New homebuyers were able to sign up for 30-year self-amortizing mortgages. Bankers looked at their income to calculate whether they could afford to pay each month to pay up to 25 percent of their wages each month to pay off (“amortize”) the mortgage over the course of their working life. At the end of thirty years, they would be able to retire debt-free and endow their children with a middle-class life.
Wages and profits rose steadily from 1945 to the late 1970s. So did savings. Banks lent them to fund new construction, as well as to bid up prices for housing already in place. This recycling of savings plus new bank credit into mortgage lending obliged homebuyers to borrow more as interest rates rose for 35 years, from 1945 to 1980. The result was an exponential growth of debt to buy housing, automobiles and consumer durables.
Financial wealth – what the economy owes bankers and bondholders – increases the volume of debt claims from one business cycle to the next. Each business recovery since World War II has started with a higher debt level. Adding one cyclical buildup on top of another is the financial equivalent of driving a car with the brake pedal pressed tighter and tighter to the floor, slowing the speed – or like carrying an increasingly heavy burden uphill. The economic brake or burden is debt service. The more this debt service rises, the slower markets can grow, as debtors are left with less to spend on goods and services because they must pay a rising portion of income to banks and bondholders.
Markets shrink and a rising proportion of debtors default. New lending stops, and debtors must start repaying their creditors. This is the debt deflation stage in which business upswings culminate.
By the mid-1970s entire countries were reaching this point. New York City nearly went bankrupt. Other cities could not raise their traditional source of tax revenue, the property tax, without forcing mortgage defaults. Even the U.S. Government had to raise interest rates to stabilize the dollar’s exchange rate and slow the economy in the face of foreign military spending and the inflationary pressures it was fueling at home.
Deterioration of loan quality to interest-only loans and “Ponzi” lending
Hyman Minsky has described the first stage of the financial cycle as the period in which borrowers are able to pay interest and amortization. In the second stage, loans no longer are self-amortizing. Borrowers can only afford to pay the interest charges. In the third stage they cannot even afford to pay the interest. They have to borrow to avoid default. In effect, the interest is simply added onto the debt, compounding it.
Default would have obliged banks to write down the value of their loans. To avoid “negative equity” in their loan portfolio, bankers made new loans to enable Third World governments to pay the interest due each year on their foreign debts. That is how Brazil, Mexico, Argentina and other Latin American countries got by until 1982, when Mexico dropped the “debt bomb” by announcing that it could not pay its creditors.

**Data extract**
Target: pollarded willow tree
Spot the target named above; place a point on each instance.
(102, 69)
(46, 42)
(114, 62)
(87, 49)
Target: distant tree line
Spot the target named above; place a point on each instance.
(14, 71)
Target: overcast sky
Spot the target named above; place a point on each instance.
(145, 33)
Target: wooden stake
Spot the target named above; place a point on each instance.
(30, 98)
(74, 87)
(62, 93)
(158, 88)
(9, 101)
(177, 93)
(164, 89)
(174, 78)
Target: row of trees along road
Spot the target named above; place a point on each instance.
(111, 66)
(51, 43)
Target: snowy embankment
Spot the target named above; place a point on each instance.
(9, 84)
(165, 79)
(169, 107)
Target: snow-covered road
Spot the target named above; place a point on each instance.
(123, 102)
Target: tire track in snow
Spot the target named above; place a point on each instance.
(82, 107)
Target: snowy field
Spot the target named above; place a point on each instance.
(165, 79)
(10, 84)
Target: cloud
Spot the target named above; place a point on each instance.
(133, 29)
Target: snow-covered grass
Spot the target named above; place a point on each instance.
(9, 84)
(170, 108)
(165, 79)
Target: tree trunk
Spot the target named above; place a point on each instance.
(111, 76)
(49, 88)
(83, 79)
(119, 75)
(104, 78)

...

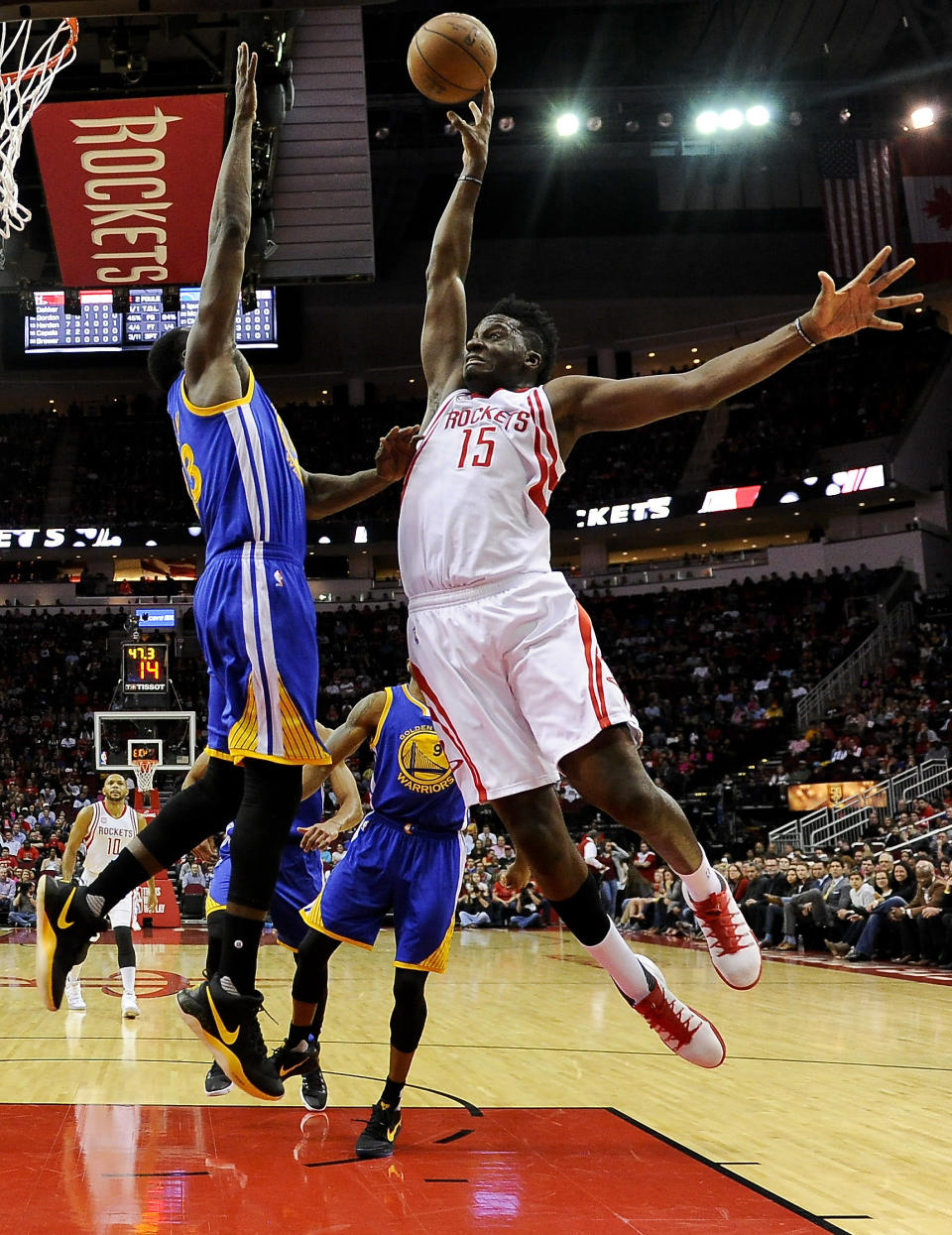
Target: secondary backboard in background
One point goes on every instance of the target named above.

**Directions**
Resume the passage on debt cycles and mortgage lending, starting right after its last sentence.

**Result of the task**
Leading up to the 2008 financial crash, the U.S. real estate market had entered the critical stage where banks were lending homeowners the interest as “equity loans.” Housing prices had risen so high that many families could not afford to pay down their debts. To make the loans work “on paper,” real estate brokers and their banks crafted mortgages that automatically added the interest onto the debt, typically up to 120 percent of the property’s purchase price. Bank credit thus played the role of enticing new subscribers into Ponzi schemes and chain letters.
Over-lending kept the economy from defaulting until 2008. Many credit-card holders were unable to pay down their balances, and could only pay the interest due each month by signing up for new credit cards to stay current on the old ones.
That is why Minsky called this desperate third stage of the financial cycle the Ponzi stage. Its dynamic is that of a chain letter. Early players (or homebuyers) are promised high returns. These are paid out of the proceeds from more and more new players joining the scheme, e.g., by new homebuyers taking out ever-rising mortgage loans to buy out existing owners. The newcomers hope that returns on their investment (like a chain letter) can keep on expanding ad infinitum. But the scheme inevitably collapses when the inflow of new players dries up or banks stop feeding the scheme.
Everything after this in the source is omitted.